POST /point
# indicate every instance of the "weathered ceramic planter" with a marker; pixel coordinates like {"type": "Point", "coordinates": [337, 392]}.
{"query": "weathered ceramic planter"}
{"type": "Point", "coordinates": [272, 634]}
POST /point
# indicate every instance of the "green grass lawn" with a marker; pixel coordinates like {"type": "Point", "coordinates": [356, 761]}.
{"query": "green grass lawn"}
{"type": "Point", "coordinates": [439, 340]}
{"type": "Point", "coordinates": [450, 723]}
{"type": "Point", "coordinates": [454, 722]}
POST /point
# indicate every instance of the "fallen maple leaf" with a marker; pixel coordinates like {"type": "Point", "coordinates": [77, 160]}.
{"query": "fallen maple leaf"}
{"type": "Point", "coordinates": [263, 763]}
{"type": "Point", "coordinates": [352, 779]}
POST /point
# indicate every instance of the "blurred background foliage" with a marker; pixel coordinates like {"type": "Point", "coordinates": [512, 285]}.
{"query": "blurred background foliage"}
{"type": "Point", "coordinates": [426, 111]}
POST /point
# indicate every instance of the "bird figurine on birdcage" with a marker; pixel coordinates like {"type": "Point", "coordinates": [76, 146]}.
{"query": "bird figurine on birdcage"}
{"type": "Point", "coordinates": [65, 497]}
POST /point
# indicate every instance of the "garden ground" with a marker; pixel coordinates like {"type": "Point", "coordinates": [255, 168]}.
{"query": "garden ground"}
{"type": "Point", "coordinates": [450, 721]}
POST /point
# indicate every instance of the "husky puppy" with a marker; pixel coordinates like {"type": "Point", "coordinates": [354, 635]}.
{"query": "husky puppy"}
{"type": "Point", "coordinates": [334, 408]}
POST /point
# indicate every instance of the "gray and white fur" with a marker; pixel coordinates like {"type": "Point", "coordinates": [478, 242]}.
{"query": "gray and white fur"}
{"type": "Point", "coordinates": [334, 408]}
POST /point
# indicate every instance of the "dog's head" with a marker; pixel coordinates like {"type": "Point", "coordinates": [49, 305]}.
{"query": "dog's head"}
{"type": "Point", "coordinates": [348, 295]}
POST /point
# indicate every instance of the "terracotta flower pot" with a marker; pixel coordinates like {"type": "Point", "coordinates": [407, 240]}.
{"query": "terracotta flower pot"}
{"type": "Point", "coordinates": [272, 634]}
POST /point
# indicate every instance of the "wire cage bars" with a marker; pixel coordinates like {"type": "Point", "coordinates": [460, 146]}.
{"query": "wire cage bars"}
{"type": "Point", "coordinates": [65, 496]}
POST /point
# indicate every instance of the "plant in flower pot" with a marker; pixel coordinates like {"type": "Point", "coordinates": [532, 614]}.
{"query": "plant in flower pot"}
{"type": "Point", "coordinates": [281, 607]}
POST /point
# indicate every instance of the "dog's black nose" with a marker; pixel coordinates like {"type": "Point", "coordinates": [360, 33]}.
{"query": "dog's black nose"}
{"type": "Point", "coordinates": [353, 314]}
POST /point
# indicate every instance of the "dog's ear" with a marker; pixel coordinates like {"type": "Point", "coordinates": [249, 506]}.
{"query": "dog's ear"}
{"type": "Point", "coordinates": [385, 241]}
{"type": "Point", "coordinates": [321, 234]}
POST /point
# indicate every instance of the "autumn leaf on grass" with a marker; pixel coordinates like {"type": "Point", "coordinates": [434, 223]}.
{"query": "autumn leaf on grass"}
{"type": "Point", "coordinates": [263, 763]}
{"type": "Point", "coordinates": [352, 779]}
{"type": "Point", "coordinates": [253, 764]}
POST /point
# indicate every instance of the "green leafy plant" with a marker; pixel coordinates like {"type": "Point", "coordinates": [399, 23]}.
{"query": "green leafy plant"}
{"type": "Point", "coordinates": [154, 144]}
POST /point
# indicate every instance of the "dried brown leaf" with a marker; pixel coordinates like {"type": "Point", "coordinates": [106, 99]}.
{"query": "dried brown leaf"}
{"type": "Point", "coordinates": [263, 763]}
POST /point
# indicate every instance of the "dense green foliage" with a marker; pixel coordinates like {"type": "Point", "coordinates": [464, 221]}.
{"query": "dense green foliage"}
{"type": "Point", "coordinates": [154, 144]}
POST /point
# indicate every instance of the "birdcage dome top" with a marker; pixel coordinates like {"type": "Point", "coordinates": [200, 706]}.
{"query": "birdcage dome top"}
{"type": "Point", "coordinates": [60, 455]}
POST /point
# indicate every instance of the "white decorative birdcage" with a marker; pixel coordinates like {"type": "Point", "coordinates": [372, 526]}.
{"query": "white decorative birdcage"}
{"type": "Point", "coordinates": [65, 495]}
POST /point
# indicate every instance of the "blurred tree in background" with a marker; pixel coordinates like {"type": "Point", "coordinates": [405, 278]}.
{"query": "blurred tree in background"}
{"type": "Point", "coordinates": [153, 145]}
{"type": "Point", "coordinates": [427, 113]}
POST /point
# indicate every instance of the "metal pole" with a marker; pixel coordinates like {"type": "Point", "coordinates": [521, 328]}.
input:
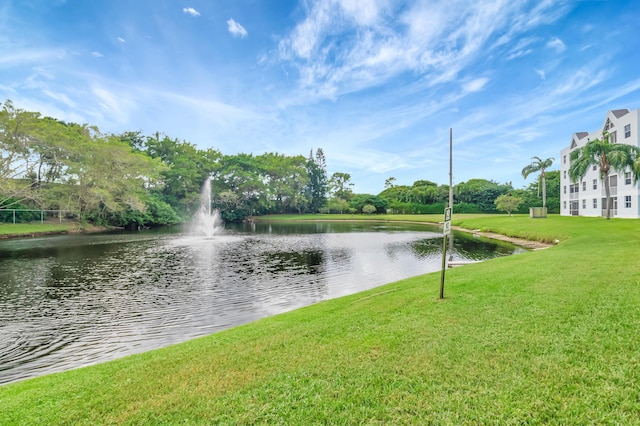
---------------
From the first line to the last, set down the records exactly, leaving out images.

* [ANSWER FOR THE TASK]:
POST /point
# indicate every instance of the "weathered ceramic planter" with a marker; pixel coordinates like {"type": "Point", "coordinates": [337, 392]}.
{"query": "weathered ceramic planter"}
{"type": "Point", "coordinates": [272, 634]}
POST /point
# indicate every instance of the "green grass lawn" with a marker; pixel coordinates like {"type": "Point", "coordinates": [356, 761]}.
{"query": "green grass lawn"}
{"type": "Point", "coordinates": [439, 340]}
{"type": "Point", "coordinates": [450, 723]}
{"type": "Point", "coordinates": [454, 722]}
POST /point
# indicate every instance of the "fallen maple leaf" with a marker; pixel coordinates like {"type": "Point", "coordinates": [77, 160]}.
{"query": "fallen maple leaf"}
{"type": "Point", "coordinates": [263, 763]}
{"type": "Point", "coordinates": [352, 779]}
POST /point
# indicate every instance of the "blurred background foliage" with a marker; pixel coordinates like {"type": "Point", "coordinates": [512, 285]}.
{"query": "blurred background foliage"}
{"type": "Point", "coordinates": [426, 111]}
POST /point
# indicate every instance of the "bird figurine on birdcage" with a marker; pixel coordinates like {"type": "Point", "coordinates": [76, 146]}.
{"query": "bird figurine on birdcage"}
{"type": "Point", "coordinates": [65, 497]}
POST /point
# indicate every instance of the "garden ground" with a marker; pixel coordinates like {"type": "Point", "coordinates": [255, 168]}.
{"query": "garden ground"}
{"type": "Point", "coordinates": [450, 721]}
POST /point
# indicate every instance of the "husky puppy" with a marker; pixel coordinates like {"type": "Point", "coordinates": [354, 635]}.
{"query": "husky puppy"}
{"type": "Point", "coordinates": [334, 408]}
POST /point
# indicate every instance of the "gray and white fur" with a marker; pixel coordinates like {"type": "Point", "coordinates": [478, 242]}.
{"query": "gray and white fur"}
{"type": "Point", "coordinates": [334, 408]}
POST /point
# indicate every instance of the "dog's head" with a marker; pixel coordinates like {"type": "Point", "coordinates": [49, 305]}.
{"query": "dog's head"}
{"type": "Point", "coordinates": [348, 295]}
POST /point
# indicate every instance of the "terracotta flower pot" with a marker; pixel coordinates like {"type": "Point", "coordinates": [407, 240]}.
{"query": "terracotta flower pot"}
{"type": "Point", "coordinates": [272, 634]}
POST /point
# indicate every instance of the "wire cage bars" with a marker; pixel coordinates like {"type": "Point", "coordinates": [460, 146]}.
{"query": "wire cage bars"}
{"type": "Point", "coordinates": [65, 496]}
POST /point
# indicate every instance of the "plant in flower pot" with a marker; pixel coordinates like {"type": "Point", "coordinates": [532, 614]}.
{"query": "plant in flower pot"}
{"type": "Point", "coordinates": [281, 607]}
POST /point
# indicate every instance of the "dog's black nose" with a marker; pixel coordinates like {"type": "Point", "coordinates": [360, 33]}.
{"query": "dog's black nose"}
{"type": "Point", "coordinates": [353, 314]}
POST /point
# indicate every instance of the "dog's ear" with a marker; pixel coordinates like {"type": "Point", "coordinates": [249, 506]}.
{"query": "dog's ear"}
{"type": "Point", "coordinates": [385, 241]}
{"type": "Point", "coordinates": [321, 234]}
POST /point
# indicate every instance of the "autumn leaf on grass" with a marker; pixel coordinates like {"type": "Point", "coordinates": [434, 223]}.
{"query": "autumn leaf on grass"}
{"type": "Point", "coordinates": [263, 763]}
{"type": "Point", "coordinates": [352, 779]}
{"type": "Point", "coordinates": [253, 764]}
POST /point
# indicate every instance of the "green leafy plant" with a marker; pixel coordinates like {"type": "Point", "coordinates": [399, 23]}.
{"query": "green leafy plant"}
{"type": "Point", "coordinates": [154, 144]}
POST /point
# indicate every instance of the "dried brown leaf" with a marker; pixel coordinates like {"type": "Point", "coordinates": [106, 99]}.
{"query": "dried brown leaf"}
{"type": "Point", "coordinates": [263, 763]}
POST /point
# indicate every instance of the "dense green foliage" with a marker; pixel coordinates like {"type": "Point", "coordinates": [464, 221]}.
{"query": "dense green foliage"}
{"type": "Point", "coordinates": [154, 144]}
POST /point
# indicate every instance of the "birdcage dome top" with a marker; pixel coordinates like {"type": "Point", "coordinates": [200, 706]}.
{"query": "birdcage dome top"}
{"type": "Point", "coordinates": [60, 455]}
POST /point
# indicate every instance of the "white decorative birdcage" with a marker; pixel coordinates like {"type": "Point", "coordinates": [372, 526]}.
{"query": "white decorative birdcage"}
{"type": "Point", "coordinates": [65, 495]}
POST /point
# indicate every instance of the "blurred tree in background" with a marker; pixel coordinates like {"type": "Point", "coordinates": [405, 278]}.
{"query": "blurred tree in background"}
{"type": "Point", "coordinates": [153, 145]}
{"type": "Point", "coordinates": [427, 113]}
POST /point
# indicate every instance of the "metal pole" with a marker; pixel coordinates like {"type": "Point", "coordinates": [521, 328]}.
input:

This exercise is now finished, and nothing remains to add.